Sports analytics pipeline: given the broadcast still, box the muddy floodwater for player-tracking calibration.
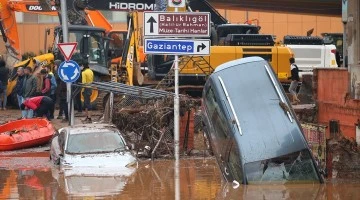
[0,151,360,200]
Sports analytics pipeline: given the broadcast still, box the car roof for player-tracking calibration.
[65,124,119,135]
[210,57,306,163]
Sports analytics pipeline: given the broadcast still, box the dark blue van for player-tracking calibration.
[202,57,323,184]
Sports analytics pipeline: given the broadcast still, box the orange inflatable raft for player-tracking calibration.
[0,118,55,151]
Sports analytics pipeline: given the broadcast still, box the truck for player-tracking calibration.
[283,35,338,77]
[148,0,293,88]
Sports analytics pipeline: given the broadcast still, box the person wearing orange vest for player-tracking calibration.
[21,96,54,120]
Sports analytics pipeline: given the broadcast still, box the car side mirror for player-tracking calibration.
[126,144,135,150]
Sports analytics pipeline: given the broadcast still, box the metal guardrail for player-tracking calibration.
[73,81,174,99]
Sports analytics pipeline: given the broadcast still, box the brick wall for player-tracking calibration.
[313,68,360,138]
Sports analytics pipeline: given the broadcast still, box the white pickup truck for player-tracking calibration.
[284,36,337,77]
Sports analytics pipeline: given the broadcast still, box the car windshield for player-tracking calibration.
[66,132,125,154]
[245,149,319,184]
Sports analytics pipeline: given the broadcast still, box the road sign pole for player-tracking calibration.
[174,7,180,200]
[60,0,74,126]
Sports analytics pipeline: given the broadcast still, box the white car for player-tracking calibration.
[50,124,137,169]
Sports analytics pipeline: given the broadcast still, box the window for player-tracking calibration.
[228,143,243,183]
[89,33,105,65]
[67,132,126,154]
[205,88,230,138]
[245,149,319,184]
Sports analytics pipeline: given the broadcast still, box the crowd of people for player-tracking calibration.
[0,60,94,123]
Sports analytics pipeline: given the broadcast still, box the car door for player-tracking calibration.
[224,140,244,184]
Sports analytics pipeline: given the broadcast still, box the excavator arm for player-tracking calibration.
[0,0,21,60]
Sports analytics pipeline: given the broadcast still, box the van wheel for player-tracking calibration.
[203,131,214,156]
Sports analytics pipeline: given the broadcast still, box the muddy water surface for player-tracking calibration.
[0,152,360,200]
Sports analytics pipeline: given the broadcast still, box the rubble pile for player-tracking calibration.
[113,96,198,157]
[327,136,360,179]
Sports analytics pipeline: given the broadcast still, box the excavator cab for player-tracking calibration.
[53,25,109,76]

* * *

> **SET TASK**: Please convert all of the data above into a JSON list of strings, one string for each line and none for blank lines. Leave the pictures out of the list.

> **COMPLETE RESPONSE**:
[
  "Sports analytics pipeline: given the broadcast still, box the muddy floodwater for player-tracking calibration.",
  "[0,151,360,200]",
  "Sports analytics pipeline: given the broadcast still, box the car roof for player-tracking calibration.",
  "[65,124,119,135]",
  "[210,57,306,163]",
  "Sports analytics pipeline: given the broadcast still, box the dark blue van for player-tracking calibration.",
  "[202,57,323,184]",
  "Sports analytics pipeline: given the broadcast still, box the orange inflatable raft for player-tracking calibration.",
  "[0,118,55,151]",
  "Sports analytics pipeline: given the broadcast still, box the truck for player-tracking calibration.",
  "[283,35,338,77]",
  "[148,0,293,88]",
  "Sports analytics pipeline: given the broadcast still, box the person wearing orange vest for player-tracking calibration.",
  "[21,96,54,120]",
  "Sports analytics pipeline: given the broadcast still, box the car side mirror for player-tracking calibration.",
  "[126,144,135,150]",
  "Sports analytics pipeline: given the broadcast still, box the metal guardrail for player-tracking calibration.",
  "[73,81,174,99]",
  "Sports analytics pipeline: given the broadcast still, box the brick wall for player-tracking calibration.",
  "[313,68,360,138]",
  "Sports analytics pipeline: given the broadcast still, box the white pickup truck for player-tracking calibration.",
  "[284,36,337,77]",
  "Sports analytics pipeline: given the broadcast still, box the car windshield for player-tracking calibration.",
  "[66,132,125,154]",
  "[245,149,319,184]",
  "Sports analytics pipeline: given the broadcast still, box the road sign pole for player-tracking calibration.",
  "[174,7,180,200]",
  "[60,0,74,126]",
  "Sports analytics pipeline: given the broadcast still, box the white car for player-tracking calibration.",
  "[50,124,137,169]",
  "Sports analytics pipeline: given the broadcast still, box the window for player-tracking calibration.",
  "[228,143,243,183]",
  "[89,33,105,65]",
  "[67,132,126,154]",
  "[205,88,230,138]",
  "[245,149,319,184]",
  "Sports analytics pipeline: given the broadcast still, box the crowd of people for player-tracking calibration.",
  "[0,60,94,123]",
  "Sports analytics pipeline: given the broadcast still, box the car door for player-tracking calibration.",
  "[224,140,244,184]",
  "Sports analytics pipeline: given the broadcast still, box the excavator arm for player-tracking calibration.",
  "[0,0,21,60]",
  "Sports analytics pipeline: given the broadcast still, box the van wheel for player-tracking calibration.",
  "[203,131,214,156]",
  "Sports analytics pipeline: given the broadcast still, box the muddy water surface for player-tracking calibration.",
  "[0,152,360,200]",
  "Sports analytics pipeline: given the broadcast still, box the rubble pile for player-tracking calibration.",
  "[113,96,198,157]",
  "[327,136,360,179]",
  "Sports analytics pipeline: given the broadcast still, box the excavator cab for player-tracking calibration.",
  "[53,25,109,76]"
]